**Required task**
Render as a numbered list, omitting blank lines, only the lines of the items from the one containing "Where can you see the utility" through the final line of the items, both ends included.

**Information provided**
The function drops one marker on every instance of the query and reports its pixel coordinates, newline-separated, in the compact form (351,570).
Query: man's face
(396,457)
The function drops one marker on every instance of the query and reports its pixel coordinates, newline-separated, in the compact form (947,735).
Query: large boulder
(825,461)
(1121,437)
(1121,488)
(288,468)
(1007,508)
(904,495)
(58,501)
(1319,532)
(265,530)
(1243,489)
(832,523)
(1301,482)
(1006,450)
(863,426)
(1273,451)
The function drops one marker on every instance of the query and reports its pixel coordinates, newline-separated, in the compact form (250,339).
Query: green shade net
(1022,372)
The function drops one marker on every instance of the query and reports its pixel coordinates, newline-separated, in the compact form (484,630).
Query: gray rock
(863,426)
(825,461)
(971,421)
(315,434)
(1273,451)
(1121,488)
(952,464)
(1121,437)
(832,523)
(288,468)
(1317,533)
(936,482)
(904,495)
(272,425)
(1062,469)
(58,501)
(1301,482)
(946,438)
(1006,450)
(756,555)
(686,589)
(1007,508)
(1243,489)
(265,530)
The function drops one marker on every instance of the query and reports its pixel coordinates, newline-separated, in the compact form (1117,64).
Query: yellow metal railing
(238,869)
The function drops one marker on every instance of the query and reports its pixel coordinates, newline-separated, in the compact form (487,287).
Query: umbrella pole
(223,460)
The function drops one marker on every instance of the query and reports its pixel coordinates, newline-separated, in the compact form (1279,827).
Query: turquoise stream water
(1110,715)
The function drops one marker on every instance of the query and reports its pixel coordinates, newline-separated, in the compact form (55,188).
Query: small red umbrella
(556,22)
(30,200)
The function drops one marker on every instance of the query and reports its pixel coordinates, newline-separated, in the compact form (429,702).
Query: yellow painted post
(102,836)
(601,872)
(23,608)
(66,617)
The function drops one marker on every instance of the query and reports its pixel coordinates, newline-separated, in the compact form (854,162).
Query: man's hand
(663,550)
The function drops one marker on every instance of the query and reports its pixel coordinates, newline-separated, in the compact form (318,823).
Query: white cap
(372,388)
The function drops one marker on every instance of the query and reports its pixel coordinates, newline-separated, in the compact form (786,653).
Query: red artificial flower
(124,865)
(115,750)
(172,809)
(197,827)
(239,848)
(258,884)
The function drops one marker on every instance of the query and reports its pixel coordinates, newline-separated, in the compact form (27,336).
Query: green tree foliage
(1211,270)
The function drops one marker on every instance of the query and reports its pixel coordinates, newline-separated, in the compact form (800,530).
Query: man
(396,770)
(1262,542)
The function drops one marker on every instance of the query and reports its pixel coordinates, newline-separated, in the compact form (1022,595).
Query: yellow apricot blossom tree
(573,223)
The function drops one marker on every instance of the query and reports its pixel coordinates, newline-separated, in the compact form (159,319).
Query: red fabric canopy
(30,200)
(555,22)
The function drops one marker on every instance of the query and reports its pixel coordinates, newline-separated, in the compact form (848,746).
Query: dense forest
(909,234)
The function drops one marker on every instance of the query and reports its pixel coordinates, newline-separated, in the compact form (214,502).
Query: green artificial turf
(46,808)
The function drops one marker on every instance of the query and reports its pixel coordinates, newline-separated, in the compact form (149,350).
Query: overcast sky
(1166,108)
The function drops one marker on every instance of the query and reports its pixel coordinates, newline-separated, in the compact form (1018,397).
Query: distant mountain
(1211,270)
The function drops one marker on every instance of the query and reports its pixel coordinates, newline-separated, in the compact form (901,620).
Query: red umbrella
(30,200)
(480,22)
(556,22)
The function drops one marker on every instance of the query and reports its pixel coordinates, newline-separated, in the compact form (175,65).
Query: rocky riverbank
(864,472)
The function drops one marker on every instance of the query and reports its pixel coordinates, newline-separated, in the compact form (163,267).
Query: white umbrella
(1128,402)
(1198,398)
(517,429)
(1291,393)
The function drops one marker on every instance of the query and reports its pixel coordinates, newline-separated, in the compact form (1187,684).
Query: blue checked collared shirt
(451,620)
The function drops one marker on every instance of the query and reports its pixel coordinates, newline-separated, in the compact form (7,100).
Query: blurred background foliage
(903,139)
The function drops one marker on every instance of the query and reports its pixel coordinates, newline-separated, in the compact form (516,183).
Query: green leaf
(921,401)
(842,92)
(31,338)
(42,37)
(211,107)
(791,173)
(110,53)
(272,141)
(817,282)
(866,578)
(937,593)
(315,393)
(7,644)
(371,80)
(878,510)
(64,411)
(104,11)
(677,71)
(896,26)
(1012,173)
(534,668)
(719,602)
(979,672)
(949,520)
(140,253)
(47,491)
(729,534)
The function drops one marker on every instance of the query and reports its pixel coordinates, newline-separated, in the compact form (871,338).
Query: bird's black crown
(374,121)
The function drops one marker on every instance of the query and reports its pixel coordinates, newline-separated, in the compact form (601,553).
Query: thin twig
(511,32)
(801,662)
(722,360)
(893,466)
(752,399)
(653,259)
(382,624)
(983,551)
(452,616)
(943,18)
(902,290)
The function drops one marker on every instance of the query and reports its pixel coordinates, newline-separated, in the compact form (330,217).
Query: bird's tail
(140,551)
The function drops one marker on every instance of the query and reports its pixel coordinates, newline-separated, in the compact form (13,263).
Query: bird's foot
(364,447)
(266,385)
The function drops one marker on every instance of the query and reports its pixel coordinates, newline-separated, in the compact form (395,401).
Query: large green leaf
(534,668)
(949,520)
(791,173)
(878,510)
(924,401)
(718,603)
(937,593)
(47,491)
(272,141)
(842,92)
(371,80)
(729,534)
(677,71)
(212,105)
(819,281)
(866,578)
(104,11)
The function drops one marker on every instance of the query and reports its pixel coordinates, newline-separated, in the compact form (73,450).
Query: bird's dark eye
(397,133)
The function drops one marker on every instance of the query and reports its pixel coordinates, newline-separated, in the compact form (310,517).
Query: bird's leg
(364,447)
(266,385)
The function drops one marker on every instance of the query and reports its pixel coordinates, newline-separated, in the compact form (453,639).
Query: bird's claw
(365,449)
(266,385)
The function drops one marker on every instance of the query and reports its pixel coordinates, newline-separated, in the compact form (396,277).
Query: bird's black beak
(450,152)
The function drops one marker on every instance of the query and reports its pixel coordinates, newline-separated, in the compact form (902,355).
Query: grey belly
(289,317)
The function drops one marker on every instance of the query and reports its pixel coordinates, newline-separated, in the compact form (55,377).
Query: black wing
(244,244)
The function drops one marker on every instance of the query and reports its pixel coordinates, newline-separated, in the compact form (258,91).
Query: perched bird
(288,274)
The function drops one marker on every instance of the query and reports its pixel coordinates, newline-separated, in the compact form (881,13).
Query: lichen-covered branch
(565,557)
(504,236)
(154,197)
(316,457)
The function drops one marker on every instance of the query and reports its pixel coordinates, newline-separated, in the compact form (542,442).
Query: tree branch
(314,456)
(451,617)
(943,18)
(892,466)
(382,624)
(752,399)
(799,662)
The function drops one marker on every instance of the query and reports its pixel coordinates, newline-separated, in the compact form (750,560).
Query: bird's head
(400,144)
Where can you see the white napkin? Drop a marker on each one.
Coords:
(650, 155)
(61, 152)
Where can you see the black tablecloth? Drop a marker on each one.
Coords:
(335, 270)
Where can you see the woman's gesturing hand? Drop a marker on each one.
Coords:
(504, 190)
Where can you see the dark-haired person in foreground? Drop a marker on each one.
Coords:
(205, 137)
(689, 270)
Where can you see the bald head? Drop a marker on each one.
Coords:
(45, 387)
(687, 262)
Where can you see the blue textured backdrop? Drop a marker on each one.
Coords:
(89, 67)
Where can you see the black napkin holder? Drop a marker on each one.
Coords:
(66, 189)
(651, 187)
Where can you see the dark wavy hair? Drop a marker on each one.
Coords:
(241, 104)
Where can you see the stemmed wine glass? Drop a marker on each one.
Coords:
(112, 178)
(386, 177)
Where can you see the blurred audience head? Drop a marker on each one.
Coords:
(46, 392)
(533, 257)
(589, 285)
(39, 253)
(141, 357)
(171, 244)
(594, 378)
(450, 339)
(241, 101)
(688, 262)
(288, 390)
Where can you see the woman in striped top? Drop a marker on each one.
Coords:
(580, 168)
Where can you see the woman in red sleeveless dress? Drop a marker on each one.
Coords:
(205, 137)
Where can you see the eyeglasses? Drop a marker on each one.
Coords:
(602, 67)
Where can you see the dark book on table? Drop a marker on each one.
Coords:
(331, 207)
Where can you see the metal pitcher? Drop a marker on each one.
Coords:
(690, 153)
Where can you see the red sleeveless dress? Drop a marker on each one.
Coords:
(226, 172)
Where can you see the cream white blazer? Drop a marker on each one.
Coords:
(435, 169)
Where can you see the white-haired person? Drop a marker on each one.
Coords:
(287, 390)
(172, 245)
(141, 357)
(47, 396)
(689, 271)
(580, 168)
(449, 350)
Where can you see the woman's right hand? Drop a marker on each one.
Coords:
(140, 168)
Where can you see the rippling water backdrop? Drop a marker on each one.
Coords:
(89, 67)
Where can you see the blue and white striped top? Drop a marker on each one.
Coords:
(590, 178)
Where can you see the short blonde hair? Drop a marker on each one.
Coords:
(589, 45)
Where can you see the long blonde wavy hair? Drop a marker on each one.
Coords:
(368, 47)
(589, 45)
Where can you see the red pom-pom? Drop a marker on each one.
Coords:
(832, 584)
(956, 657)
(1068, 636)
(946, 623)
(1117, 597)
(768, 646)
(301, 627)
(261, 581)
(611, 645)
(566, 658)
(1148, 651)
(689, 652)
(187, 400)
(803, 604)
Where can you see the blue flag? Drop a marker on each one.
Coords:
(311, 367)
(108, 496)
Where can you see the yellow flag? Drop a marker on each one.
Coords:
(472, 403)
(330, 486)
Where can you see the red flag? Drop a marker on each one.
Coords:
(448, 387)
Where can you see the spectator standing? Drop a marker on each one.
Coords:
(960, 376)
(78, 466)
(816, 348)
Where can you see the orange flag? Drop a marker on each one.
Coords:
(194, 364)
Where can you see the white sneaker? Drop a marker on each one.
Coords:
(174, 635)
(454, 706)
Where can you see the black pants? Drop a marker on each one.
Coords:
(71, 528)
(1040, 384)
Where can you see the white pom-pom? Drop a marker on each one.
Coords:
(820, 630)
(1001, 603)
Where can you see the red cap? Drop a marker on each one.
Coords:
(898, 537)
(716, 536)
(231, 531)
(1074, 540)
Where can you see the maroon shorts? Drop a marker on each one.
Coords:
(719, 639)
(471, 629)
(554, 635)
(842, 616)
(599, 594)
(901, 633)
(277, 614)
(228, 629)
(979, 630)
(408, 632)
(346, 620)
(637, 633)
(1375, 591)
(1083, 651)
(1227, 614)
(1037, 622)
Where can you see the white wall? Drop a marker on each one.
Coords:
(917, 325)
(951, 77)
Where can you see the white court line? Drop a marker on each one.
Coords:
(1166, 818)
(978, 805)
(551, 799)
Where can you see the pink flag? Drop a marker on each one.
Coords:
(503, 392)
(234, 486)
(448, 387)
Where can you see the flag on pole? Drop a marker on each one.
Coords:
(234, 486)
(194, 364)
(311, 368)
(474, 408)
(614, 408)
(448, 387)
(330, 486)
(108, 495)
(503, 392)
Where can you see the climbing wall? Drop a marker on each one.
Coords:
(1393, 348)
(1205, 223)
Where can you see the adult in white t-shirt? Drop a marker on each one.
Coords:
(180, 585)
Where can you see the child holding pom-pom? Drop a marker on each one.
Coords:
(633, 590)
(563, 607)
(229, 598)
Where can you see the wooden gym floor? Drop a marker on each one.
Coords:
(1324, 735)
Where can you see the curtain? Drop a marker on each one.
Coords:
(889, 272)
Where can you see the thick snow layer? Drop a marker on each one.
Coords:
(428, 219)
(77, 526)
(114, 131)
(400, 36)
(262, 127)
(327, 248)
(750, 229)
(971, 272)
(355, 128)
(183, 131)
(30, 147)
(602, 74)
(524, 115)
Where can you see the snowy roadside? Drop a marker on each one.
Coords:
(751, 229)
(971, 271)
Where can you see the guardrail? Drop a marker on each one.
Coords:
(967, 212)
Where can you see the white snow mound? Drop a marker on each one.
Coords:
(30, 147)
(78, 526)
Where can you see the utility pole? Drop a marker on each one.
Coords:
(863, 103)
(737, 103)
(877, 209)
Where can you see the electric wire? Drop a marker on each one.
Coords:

**Result**
1. Where can you see the utility pole? Drop a marker on each one.
2. Coords:
3. (863, 103)
4. (737, 103)
5. (877, 209)
6. Where can you see the electric wire? Drop a marker on each one.
7. Coords:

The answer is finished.